# Experience Java Minimalist Concurrent Reasoning Demo

[![View Source On Gitee](https://mindspore-website.obs.cn-north-4.myhuaweicloud.com/website-images/r1.10/resource/_static/logo_source_en.png)](https://gitee.com/mindspore/docs/blob/r1.10/docs/lite/docs/source_en/quick_start/quick_start_server_inference_java.md)

## Overview

This tutorial provides an example program for MindSpore Lite to parallel inference. It demonstrates the basic process of performing inference on the device side using [MindSpore Lite Java API](https://www.mindspore.cn/lite/api/en/r1.10/index.html) by random inputting data, executing inference, and printing the inference result. You can quickly understand how to use the Java APIs related to inference on MindSpore Lite. In this tutorial, the randomly generated data is used as the input data to perform the inference on the MobileNetV2 model and print the output data. The code is stored in the [mindspore/lite/examples/quick_start_server_inference_java](https://gitee.com/mindspore/mindspore/tree/r1.10/mindspore/lite/examples/quick_start_server_inference_java) directory.

The MindSpore Lite inference steps are as follows:

1. Load the model: Read the `.ms` model converted by the [model conversion tool](https://www.mindspore.cn/lite/docs/en/r1.10/use/converter_tool.html) from the file system.
2. Create and configure context: Create a configuration [RunnerConfig](https://www.mindspore.cn/lite/api/en/r1.10/api_java/runner_config.html#runnerconfig) to save some basic configuration parameters required by a ModelParallelRunner to guide model pool init. including `MSContext`, `threadNum` (number of threads), `WorkersNum`.

• _Set of tasks_:
- A) Retype the part of the MindSpore Lite tutorial that opens with the words containing "1. Load the" and closes with "the file system.".
- B) Extend the MindSpore Lite tutorial by writing on from its last sentence.
The material that comes next is separate from the MindSpore Lite tutorial above.

• _Information provided_:
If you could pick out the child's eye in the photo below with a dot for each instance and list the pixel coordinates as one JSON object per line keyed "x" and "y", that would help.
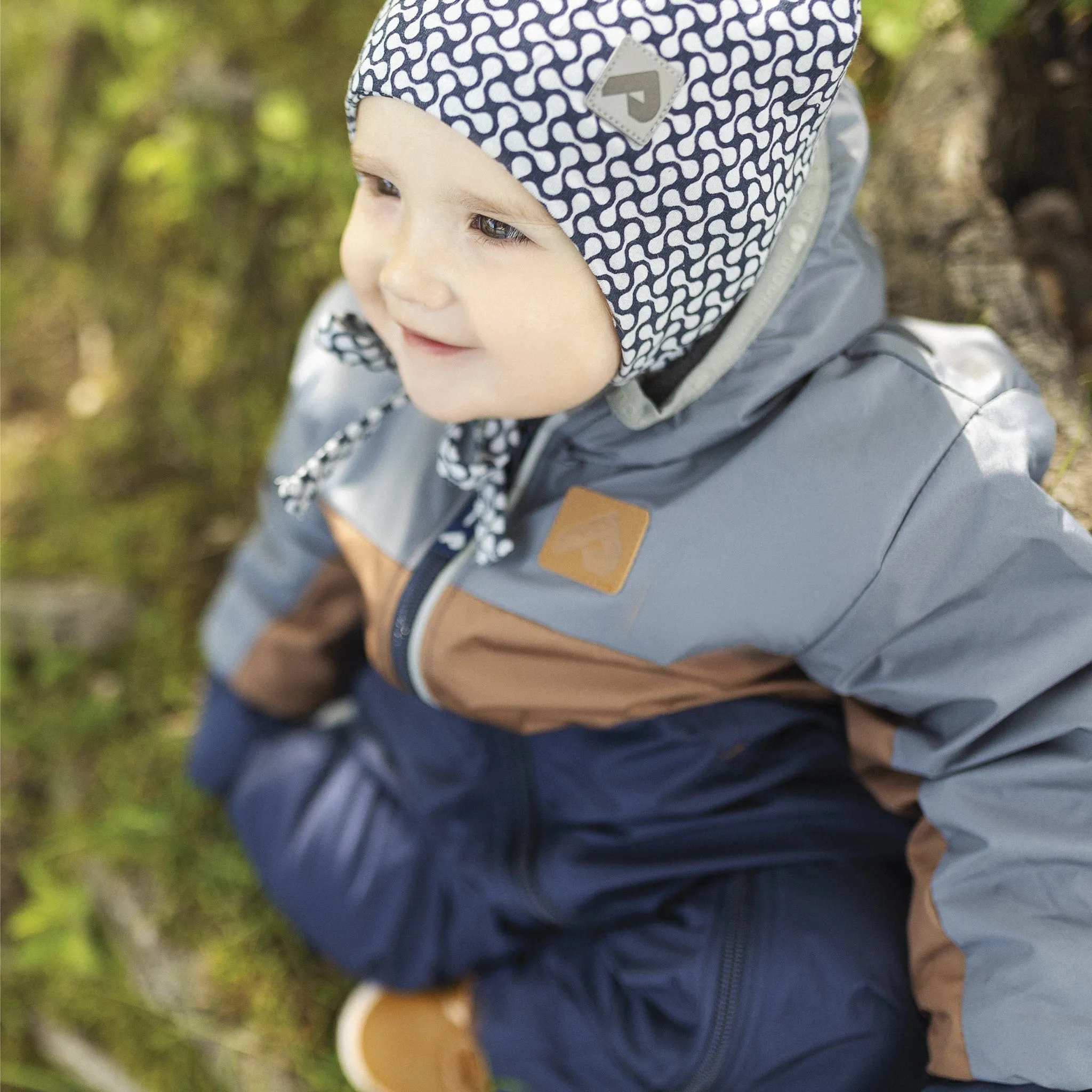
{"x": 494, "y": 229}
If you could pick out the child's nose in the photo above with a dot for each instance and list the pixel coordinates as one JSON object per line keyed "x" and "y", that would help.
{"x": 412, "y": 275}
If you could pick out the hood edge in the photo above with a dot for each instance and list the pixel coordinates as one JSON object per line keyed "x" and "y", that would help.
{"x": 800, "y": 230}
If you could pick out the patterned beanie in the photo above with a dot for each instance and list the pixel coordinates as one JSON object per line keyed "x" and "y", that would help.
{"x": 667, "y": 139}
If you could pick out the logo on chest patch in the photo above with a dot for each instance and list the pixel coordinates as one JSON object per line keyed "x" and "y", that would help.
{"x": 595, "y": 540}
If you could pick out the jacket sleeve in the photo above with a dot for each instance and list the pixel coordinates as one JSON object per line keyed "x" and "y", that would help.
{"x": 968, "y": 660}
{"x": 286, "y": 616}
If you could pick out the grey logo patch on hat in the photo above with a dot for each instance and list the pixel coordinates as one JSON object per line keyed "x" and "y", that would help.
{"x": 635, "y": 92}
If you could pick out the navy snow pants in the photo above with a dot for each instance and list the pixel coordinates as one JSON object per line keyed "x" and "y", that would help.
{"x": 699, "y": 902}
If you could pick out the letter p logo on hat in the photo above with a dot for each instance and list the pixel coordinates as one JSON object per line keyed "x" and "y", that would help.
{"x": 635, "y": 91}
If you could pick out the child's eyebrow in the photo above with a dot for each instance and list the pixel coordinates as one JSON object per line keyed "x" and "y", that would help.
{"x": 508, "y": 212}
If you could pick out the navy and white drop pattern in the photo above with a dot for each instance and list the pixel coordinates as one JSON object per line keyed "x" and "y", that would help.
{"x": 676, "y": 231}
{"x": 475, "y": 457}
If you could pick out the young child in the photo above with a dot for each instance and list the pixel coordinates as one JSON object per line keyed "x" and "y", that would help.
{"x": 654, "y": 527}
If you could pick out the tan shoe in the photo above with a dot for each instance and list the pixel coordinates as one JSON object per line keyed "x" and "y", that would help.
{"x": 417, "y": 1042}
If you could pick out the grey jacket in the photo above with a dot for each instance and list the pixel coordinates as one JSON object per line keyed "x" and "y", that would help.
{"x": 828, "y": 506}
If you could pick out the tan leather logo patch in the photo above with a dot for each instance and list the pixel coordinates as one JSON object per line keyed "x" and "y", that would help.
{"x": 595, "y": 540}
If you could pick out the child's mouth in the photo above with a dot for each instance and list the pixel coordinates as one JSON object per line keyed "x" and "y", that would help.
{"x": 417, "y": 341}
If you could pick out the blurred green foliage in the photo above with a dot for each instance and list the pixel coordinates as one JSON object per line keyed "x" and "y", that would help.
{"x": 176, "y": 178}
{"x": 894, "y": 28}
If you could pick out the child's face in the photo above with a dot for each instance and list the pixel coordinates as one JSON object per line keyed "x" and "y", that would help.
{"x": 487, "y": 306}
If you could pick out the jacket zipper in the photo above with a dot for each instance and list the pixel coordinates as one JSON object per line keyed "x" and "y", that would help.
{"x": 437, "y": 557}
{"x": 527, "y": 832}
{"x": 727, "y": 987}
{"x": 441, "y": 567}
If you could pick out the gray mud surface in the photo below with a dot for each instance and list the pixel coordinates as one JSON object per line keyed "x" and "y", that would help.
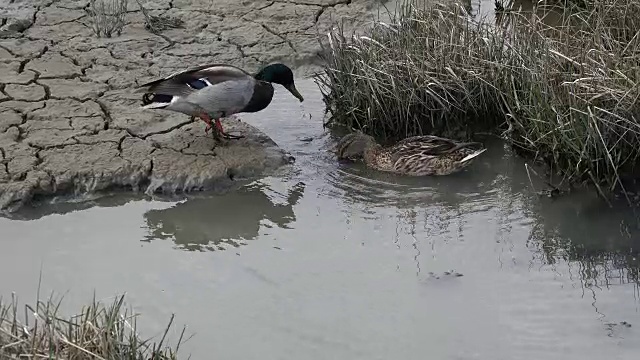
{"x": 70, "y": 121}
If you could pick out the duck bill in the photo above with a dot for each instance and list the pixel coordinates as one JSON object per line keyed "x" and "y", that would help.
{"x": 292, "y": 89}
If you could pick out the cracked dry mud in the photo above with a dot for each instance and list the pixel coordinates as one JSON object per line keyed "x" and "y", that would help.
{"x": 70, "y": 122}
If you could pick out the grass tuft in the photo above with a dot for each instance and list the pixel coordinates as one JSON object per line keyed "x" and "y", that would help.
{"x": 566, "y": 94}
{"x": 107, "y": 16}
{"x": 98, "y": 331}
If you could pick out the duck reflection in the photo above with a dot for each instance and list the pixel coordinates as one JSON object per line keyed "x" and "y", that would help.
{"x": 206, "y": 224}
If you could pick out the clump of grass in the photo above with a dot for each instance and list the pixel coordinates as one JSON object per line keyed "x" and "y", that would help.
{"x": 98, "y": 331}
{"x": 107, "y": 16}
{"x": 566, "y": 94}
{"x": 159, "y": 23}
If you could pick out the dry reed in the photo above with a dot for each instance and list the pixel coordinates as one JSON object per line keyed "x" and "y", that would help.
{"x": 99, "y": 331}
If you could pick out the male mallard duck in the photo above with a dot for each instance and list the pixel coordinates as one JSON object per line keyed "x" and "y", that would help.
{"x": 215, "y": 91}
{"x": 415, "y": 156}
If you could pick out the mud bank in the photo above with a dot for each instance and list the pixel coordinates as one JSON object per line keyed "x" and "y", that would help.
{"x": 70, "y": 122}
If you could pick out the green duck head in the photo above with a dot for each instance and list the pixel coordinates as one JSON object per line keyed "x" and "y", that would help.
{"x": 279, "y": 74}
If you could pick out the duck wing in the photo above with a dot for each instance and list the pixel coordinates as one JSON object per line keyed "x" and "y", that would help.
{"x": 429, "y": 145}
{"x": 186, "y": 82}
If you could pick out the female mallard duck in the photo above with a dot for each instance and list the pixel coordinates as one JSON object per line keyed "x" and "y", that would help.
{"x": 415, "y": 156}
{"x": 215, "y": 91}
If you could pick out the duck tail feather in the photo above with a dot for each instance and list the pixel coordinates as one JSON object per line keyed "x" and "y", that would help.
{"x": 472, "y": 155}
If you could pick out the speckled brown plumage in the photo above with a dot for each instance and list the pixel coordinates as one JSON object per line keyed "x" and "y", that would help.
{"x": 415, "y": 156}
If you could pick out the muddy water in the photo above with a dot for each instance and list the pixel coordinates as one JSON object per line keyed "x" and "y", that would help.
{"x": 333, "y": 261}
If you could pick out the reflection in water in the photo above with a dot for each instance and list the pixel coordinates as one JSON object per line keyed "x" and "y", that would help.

• _Answers to the exercises_:
- A)
1. Load the model: Read the `.ms` model converted by the [model conversion tool](https://www.mindspore.cn/lite/docs/en/r1.10/use/converter_tool.html) from the file system.

- B)
3. Init: Before building a graph, the [ModelParallelRunner](https://www.mindspore.cn/lite/api/en/r1.10/api_java/model_parallel_runner.html#modelparallelrunner) interface of [init](https://www.mindspore.cn/lite/api/en/r1.10/api_java/model_parallel_runner.html#init) needs to be called to init the model parallel runner, including init model pool and subgraph partition and operator selection and scheduling. This takes a long time. Therefore, it is recommended that with one [Init](https://www.mindspore.cn/lite/api/en/r1.10/api_java/model_parallel_runner.html#init) created, one graph be built. In this case, the inference will be performed for multiple times.
4. Input data: Before the graph is executed, data needs to be filled in the `Input Tensor`.
5. Perform inference: Use the [predict](https://www.mindspore.cn/lite/api/en/r1.10/api_java/model_parallel_runner.html#predict) of the [ModelParallelRunner](https://www.mindspore.cn/lite/api/en/r1.10/api_java/model_parallel_runner.html#modelparallelrunner) to perform model inference.
6. Obtain the output: After the graph execution is complete, you can obtain the inference result by `outputting the tensor`.
7. Release the memory: If the MindSpore Lite inference framework is not required, release the created [ModelParallelRunner](https://www.mindspore.cn/lite/api/en/r1.10/api_java/model_parallel_runner.html#modelparallelrunner).

![img](../images/server_inference.png)

## Building and Running

- Environment requirements
    - System environment: Linux x86_64 (Ubuntu 18.04.02LTS is recommended.)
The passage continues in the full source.